#### What needs to be done:
Can you set out every line of the records below as a Markdown table with the columns "Row" and "Line", numbering each row and leaving out blank lines?

[Excerpt from a dataset]

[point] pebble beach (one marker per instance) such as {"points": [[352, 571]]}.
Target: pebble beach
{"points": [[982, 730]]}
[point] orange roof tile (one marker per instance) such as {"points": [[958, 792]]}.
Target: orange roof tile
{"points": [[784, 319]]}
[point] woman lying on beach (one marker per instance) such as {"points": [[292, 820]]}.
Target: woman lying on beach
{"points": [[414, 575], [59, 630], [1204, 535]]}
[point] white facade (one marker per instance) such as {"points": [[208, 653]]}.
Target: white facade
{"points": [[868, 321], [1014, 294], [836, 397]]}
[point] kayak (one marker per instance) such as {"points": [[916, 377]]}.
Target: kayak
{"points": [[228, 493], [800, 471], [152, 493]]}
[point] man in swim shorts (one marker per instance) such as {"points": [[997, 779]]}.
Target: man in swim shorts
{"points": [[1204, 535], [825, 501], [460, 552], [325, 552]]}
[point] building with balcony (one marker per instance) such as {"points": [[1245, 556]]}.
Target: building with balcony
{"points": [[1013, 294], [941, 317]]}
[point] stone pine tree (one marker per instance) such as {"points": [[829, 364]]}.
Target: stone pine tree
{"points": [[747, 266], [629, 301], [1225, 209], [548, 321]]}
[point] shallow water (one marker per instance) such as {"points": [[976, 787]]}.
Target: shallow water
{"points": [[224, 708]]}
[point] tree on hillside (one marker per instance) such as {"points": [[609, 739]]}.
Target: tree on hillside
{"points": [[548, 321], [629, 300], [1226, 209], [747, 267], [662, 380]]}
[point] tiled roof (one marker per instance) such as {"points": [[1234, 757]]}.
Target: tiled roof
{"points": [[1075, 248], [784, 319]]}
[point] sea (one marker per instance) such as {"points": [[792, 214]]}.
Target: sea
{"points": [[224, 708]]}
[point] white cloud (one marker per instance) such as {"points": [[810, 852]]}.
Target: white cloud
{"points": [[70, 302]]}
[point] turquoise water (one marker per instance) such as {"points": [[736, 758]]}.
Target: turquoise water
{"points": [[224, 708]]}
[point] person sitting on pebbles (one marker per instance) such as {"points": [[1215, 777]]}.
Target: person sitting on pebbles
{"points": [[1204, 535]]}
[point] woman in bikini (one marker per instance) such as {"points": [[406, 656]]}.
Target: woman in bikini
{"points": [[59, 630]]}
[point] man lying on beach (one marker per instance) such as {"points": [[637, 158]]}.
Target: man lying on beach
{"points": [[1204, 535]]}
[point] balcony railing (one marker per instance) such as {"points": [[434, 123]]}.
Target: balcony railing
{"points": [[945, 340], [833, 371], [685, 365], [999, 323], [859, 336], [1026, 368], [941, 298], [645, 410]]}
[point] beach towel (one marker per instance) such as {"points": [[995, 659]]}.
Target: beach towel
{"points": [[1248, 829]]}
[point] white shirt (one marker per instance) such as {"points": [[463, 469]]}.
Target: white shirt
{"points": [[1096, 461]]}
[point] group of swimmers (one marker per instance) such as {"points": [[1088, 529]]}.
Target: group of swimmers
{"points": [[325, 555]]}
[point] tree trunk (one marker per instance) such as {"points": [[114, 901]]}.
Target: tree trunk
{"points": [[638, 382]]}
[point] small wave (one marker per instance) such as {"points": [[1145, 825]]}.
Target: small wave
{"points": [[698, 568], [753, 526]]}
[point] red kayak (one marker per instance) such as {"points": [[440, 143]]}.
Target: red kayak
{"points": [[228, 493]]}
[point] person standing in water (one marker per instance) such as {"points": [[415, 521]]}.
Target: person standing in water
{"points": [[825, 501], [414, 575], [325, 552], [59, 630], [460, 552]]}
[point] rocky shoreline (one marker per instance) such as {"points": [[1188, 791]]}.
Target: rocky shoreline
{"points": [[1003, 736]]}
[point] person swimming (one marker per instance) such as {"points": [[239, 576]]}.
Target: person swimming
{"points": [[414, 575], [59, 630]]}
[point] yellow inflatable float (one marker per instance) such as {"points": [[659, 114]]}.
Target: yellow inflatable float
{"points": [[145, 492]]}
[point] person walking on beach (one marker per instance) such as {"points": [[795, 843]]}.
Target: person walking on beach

#### Full answer:
| Row | Line |
|---|---|
| 1 | [point] pebble beach (one marker per instance) such as {"points": [[352, 571]]}. |
| 2 | Target: pebble beach |
| 3 | {"points": [[982, 730]]} |
| 4 | [point] orange roof tile (one marker per instance) such as {"points": [[958, 792]]}. |
| 5 | Target: orange roof tile |
| 6 | {"points": [[784, 319]]} |
| 7 | [point] woman lying on beach (one marker per instance) such as {"points": [[292, 820]]}. |
| 8 | Target: woman lying on beach |
| 9 | {"points": [[414, 575], [59, 630], [1204, 535]]} |
| 10 | [point] white facade (one marker per instance) such as {"points": [[208, 653]]}. |
| 11 | Target: white facade |
| 12 | {"points": [[868, 321], [1014, 294], [836, 397]]} |
| 13 | [point] kayak (one marker per instance) such as {"points": [[916, 377]]}. |
| 14 | Target: kayak |
| 15 | {"points": [[228, 493], [800, 471], [152, 493]]} |
| 16 | [point] man in swim shorts (one marker per instance) such as {"points": [[997, 779]]}. |
| 17 | Target: man in swim shorts |
| 18 | {"points": [[1204, 535], [825, 501], [460, 552], [325, 552]]} |
| 19 | [point] building with balcony (one marker per instance) such as {"points": [[1245, 556]]}. |
| 20 | Target: building with balcony |
| 21 | {"points": [[1013, 294], [941, 317]]} |
| 22 | [point] stone pine tree (one marker per instance) such as {"points": [[829, 364]]}. |
| 23 | Target: stone pine tree |
| 24 | {"points": [[747, 266], [629, 301], [1225, 209], [548, 321]]} |
| 25 | [point] shallow water (one marker per instance) such as {"points": [[976, 787]]}. |
| 26 | Target: shallow water |
| 27 | {"points": [[224, 708]]} |
| 28 | [point] tree on hillside (one marker per instance) such as {"points": [[609, 739]]}. |
| 29 | Target: tree on hillside |
| 30 | {"points": [[548, 321], [629, 300], [1226, 209], [747, 267], [662, 380]]} |
| 31 | [point] tiled roof (one marker per instance) such as {"points": [[1234, 757]]}. |
| 32 | Target: tiled roof |
| 33 | {"points": [[1075, 248], [784, 319]]} |
| 34 | [point] sea (one marker per instance) such as {"points": [[792, 214]]}. |
| 35 | Target: sea |
| 36 | {"points": [[224, 708]]} |
| 37 | [point] white cloud (one marker per instance) such as {"points": [[810, 852]]}. |
| 38 | Target: white cloud |
| 39 | {"points": [[70, 302]]} |
| 40 | [point] turquoise water (one marker per instance) such as {"points": [[736, 758]]}. |
| 41 | Target: turquoise water |
| 42 | {"points": [[224, 708]]} |
| 43 | [point] person sitting on pebbles (one marker per instance) such as {"points": [[1215, 777]]}. |
| 44 | Target: person sitting on pebbles |
| 45 | {"points": [[1204, 535]]} |
| 46 | [point] woman in bikini (one marker per instance) such as {"points": [[406, 656]]}. |
| 47 | Target: woman in bikini |
| 48 | {"points": [[59, 630]]} |
| 49 | [point] man lying on beach (one marker per instance) such as {"points": [[637, 158]]}. |
| 50 | Target: man lying on beach |
| 51 | {"points": [[1204, 535]]} |
| 52 | [point] balcony railing (one marker per instance) such as {"points": [[434, 123]]}. |
| 53 | Target: balcony railing |
| 54 | {"points": [[945, 340], [833, 371], [685, 365], [999, 323], [859, 336], [1026, 368], [941, 298], [645, 410]]} |
| 55 | [point] beach towel (one marker per instance) such as {"points": [[995, 659]]}. |
| 56 | Target: beach towel |
| 57 | {"points": [[1248, 829]]} |
| 58 | [point] white shirt (one marker per instance) such as {"points": [[463, 469]]}. |
| 59 | Target: white shirt |
| 60 | {"points": [[1096, 461]]} |
| 61 | [point] group of swimmers (one marker per instance) such as {"points": [[1088, 529]]}. |
| 62 | Target: group of swimmers |
| 63 | {"points": [[325, 555]]} |
| 64 | [point] tree trunk (one marker per instance) such as {"points": [[114, 901]]}. |
| 65 | Target: tree trunk |
| 66 | {"points": [[638, 382]]} |
| 67 | [point] small wave (one marker per instance) such as {"points": [[1145, 825]]}. |
| 68 | Target: small wave |
| 69 | {"points": [[698, 568], [753, 526]]} |
| 70 | [point] red kayak (one marker per instance) such as {"points": [[440, 143]]}. |
| 71 | Target: red kayak |
| 72 | {"points": [[228, 493]]} |
| 73 | [point] person standing in water (one marker per instance) such as {"points": [[415, 521]]}. |
| 74 | Target: person standing in water |
| 75 | {"points": [[825, 501], [414, 575], [325, 552], [59, 630], [460, 552]]} |
| 76 | [point] rocky shoreline (one marker per instance) such as {"points": [[1188, 791]]}. |
| 77 | Target: rocky shoreline |
| 78 | {"points": [[1003, 736]]} |
| 79 | [point] person swimming (one marker per instance) such as {"points": [[239, 576]]}. |
| 80 | Target: person swimming |
| 81 | {"points": [[414, 575], [59, 630]]} |
| 82 | [point] yellow inflatable float (one marker per instance) such as {"points": [[659, 114]]}. |
| 83 | Target: yellow inflatable float |
| 84 | {"points": [[145, 492]]} |
| 85 | [point] person walking on beach (one marker per instance) such as {"points": [[795, 843]]}. |
| 86 | Target: person walking on beach |